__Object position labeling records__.
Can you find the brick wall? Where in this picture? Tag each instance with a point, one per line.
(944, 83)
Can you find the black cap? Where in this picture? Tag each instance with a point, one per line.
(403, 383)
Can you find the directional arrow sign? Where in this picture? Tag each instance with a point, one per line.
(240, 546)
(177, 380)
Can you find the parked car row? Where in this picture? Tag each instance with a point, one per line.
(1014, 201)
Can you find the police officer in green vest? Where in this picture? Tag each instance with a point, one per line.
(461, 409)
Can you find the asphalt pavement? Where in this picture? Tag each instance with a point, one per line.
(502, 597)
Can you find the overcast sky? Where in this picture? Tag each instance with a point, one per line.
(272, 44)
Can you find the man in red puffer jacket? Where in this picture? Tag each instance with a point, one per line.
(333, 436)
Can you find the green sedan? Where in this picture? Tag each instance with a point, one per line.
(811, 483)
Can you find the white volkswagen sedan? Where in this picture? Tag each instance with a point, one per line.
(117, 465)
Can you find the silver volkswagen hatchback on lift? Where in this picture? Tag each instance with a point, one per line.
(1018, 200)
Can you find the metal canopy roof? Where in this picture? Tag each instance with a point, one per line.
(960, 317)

__WORK TO COMPLETE__.
Please rewrite all of the records above, swapping "Tag each instance" for "Mark every instance" and leaving everything else unchanged.

__FULL ANSWER__.
Can you find the brick wall? Where in this picture? Mark every instance with a point, one per line.
(944, 83)
Can you find the black cap? Where in this picture? Mark every instance with a point, one per line.
(403, 383)
Can you find the directional arrow sign? Where in this picture? Mark every instance with a point, one per line.
(240, 546)
(177, 380)
Can you find the parked car row? Where in this picture? Mark every instance with a point, one per line.
(1014, 201)
Can you find the police officer in green vest? Where in this picture? Mark every instance with a point, one per line.
(461, 409)
Can you find the asphalt pavement? Where in this picture? Mark every instance with a point, one per line.
(502, 597)
Can you find the overcast sky? Where in this picture? Mark every instance with a point, one per line.
(272, 44)
Can you find the man in red puffer jacket? Where in this picture? Mark every instance with a point, one per line.
(333, 436)
Can you find the green sedan? Where in this picture? Mark every instance with a point, one per line.
(811, 483)
Can you find the white volkswagen sedan? Where in this picture? Mark every instance with a point, one per line.
(117, 465)
Can you find the silver volkswagen hatchback on lift? Where in this picture? Mark every instance with a point, one per line.
(1018, 200)
Can you find the metal canopy roof? Where in this picture? Mark every instance with a point, one per line.
(960, 317)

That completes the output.